**CONSEGNA 1:**
Nel brano sui parti cesarei, qual è il motivo di più della metà dei cesarei richiesti dalle donne secondo l'Associazione Onda?
**CONSEGNA 2:**
Aggiorna il brano sui parti cesarei riscrivendone la parte che inizia con "L'Associazione Onda ha" e termina con "aggiunge la dott.ssa Salvo.", mettendo "clinica" al posto di "casa di cura".

**ESTRATTO DEL DOCUMENTO:**
---------------

L'Associazione Onda ha dimostrato che più della metà dei cesarei richiesti dalle donne (soprattutto nei piccoli punti nascita) avviene per paura del dolore del travaglio. Garantendo l'accesso all'epidurale, quindi, si ridurrebbe anche il numero dei cesarei commenta la dott.ssa Salvo. "Anche in questo siamo tra i peggiori in Europa. Non è giustificabile, in ogni caso, che alcune piccole strutture arrivino a effettuare un 50-70% di cesarei. Un'alta percentuale si può accettare soli in un centro di riferimento dove giungono i casi più problematici, ma non in una piccola casa di cura".

In Italia è alta l'incidenza di cesarei, "soprattutto in Campania e in tutto il Sud, dove siamo intorno al 40% quando deve essere sotto il 20%", aggiunge la dott.ssa Salvo.

---------------

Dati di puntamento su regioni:
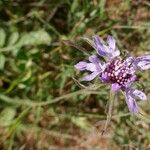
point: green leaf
(34, 38)
(7, 116)
(2, 61)
(81, 122)
(2, 37)
(13, 38)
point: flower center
(118, 72)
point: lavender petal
(94, 59)
(90, 76)
(111, 42)
(115, 87)
(140, 94)
(132, 105)
(81, 65)
(91, 67)
(100, 48)
(142, 62)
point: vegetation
(41, 106)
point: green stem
(109, 114)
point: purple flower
(118, 72)
(94, 66)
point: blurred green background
(41, 108)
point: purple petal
(94, 59)
(131, 80)
(143, 62)
(132, 105)
(116, 53)
(140, 94)
(146, 57)
(144, 65)
(81, 65)
(100, 48)
(115, 87)
(111, 42)
(91, 67)
(90, 77)
(104, 77)
(129, 60)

---------------

**SOLUZIONE 1:**
La paura del dolore del travaglio.

**SOLUZIONE 2:**
L'Associazione Onda ha dimostrato che più della metà dei cesarei richiesti dalle donne (soprattutto nei piccoli punti nascita) avviene per paura del dolore del travaglio. Garantendo l'accesso all'epidurale, quindi, si ridurrebbe anche il numero dei cesarei commenta la dott.ssa Salvo. "Anche in questo siamo tra i peggiori in Europa. Non è giustificabile, in ogni caso, che alcune piccole strutture arrivino a effettuare un 50-70% di cesarei. Un'alta percentuale si può accettare soli in un centro di riferimento dove giungono i casi più problematici, ma non in una piccola clinica".

In Italia è alta l'incidenza di cesarei, "soprattutto in Campania e in tutto il Sud, dove siamo intorno al 40% quando deve essere sotto il 20%", aggiunge la dott.ssa Salvo.